_Required work_.
Look below for the line containing "Detect the green hillside"; from there through the line containing "Detect the lake", both lines included, please set down each line exactly and nothing else.

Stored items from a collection
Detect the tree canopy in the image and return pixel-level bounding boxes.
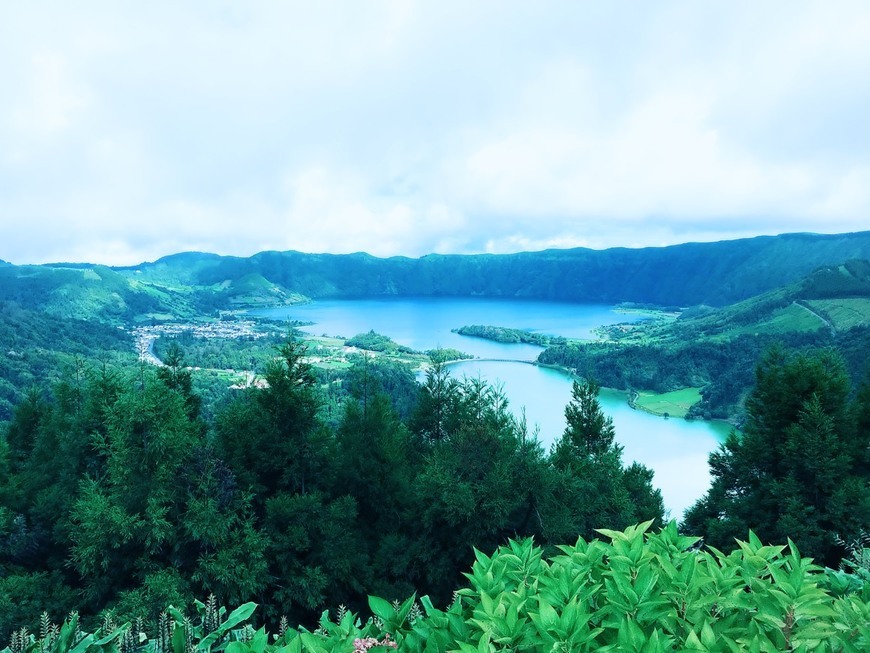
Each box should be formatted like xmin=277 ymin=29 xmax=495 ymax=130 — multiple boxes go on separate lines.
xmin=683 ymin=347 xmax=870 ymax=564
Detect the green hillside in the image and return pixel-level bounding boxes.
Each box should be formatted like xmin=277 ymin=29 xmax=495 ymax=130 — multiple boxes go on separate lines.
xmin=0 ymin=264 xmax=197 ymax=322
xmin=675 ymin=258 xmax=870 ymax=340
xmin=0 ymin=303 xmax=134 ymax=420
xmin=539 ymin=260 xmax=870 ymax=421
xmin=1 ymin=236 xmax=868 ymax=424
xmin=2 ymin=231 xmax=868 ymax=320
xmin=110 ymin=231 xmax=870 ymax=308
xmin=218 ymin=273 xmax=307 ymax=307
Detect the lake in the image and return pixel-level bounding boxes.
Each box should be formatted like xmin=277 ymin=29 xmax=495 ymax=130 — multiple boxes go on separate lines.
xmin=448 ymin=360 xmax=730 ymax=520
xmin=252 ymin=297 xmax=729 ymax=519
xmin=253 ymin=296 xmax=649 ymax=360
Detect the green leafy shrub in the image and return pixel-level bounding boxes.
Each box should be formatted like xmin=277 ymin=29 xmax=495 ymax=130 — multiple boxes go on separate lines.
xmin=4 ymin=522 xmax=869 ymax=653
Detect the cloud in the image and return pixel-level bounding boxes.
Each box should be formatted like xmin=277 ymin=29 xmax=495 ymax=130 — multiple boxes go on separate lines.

_Solution below_.
Detect the green hillside in the image and return pixel-level bounding boxes.
Each box should be formatted like xmin=277 ymin=29 xmax=495 ymax=130 — multiple boxes go on separate lines.
xmin=0 ymin=264 xmax=197 ymax=322
xmin=675 ymin=258 xmax=870 ymax=340
xmin=0 ymin=303 xmax=134 ymax=420
xmin=539 ymin=260 xmax=870 ymax=421
xmin=1 ymin=236 xmax=868 ymax=424
xmin=2 ymin=231 xmax=868 ymax=320
xmin=110 ymin=231 xmax=870 ymax=308
xmin=218 ymin=273 xmax=307 ymax=307
Detect the lake in the image and return pixel-level bounding boxes.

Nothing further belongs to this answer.